Information shown:

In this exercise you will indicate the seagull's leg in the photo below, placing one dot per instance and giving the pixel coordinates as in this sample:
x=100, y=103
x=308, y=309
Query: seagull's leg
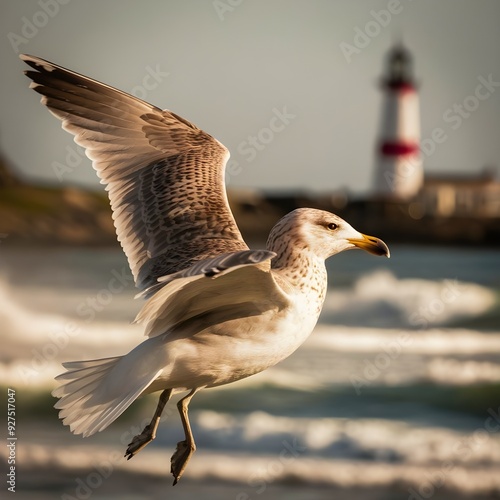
x=149, y=432
x=187, y=447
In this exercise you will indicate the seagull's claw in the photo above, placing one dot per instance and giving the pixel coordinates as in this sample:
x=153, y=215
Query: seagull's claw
x=139, y=442
x=180, y=459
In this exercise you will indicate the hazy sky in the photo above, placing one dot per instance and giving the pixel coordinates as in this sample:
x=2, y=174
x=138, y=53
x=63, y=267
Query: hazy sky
x=289, y=86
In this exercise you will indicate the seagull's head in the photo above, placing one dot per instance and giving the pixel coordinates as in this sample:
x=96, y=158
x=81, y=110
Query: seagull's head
x=323, y=233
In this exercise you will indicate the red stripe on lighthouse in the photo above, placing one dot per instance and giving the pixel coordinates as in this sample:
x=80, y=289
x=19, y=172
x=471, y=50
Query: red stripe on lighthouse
x=398, y=148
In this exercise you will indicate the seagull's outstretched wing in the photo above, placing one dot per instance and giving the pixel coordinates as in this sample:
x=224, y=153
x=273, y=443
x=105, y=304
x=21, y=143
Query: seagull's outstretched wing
x=165, y=176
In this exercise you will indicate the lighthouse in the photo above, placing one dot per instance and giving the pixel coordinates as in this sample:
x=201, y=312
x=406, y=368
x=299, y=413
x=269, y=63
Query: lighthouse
x=399, y=173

Task statement: Reproduce the material word for word, starting at the line that contains "In this exercise you will indicate the lighthouse" and ending with the final line of the material.

Complete answer:
In this exercise you will indicate the lighthouse in the photo above, placing one dot per instance and giving the pixel coordinates as in this sample:
x=201, y=312
x=406, y=368
x=299, y=413
x=269, y=63
Query: lighthouse
x=399, y=173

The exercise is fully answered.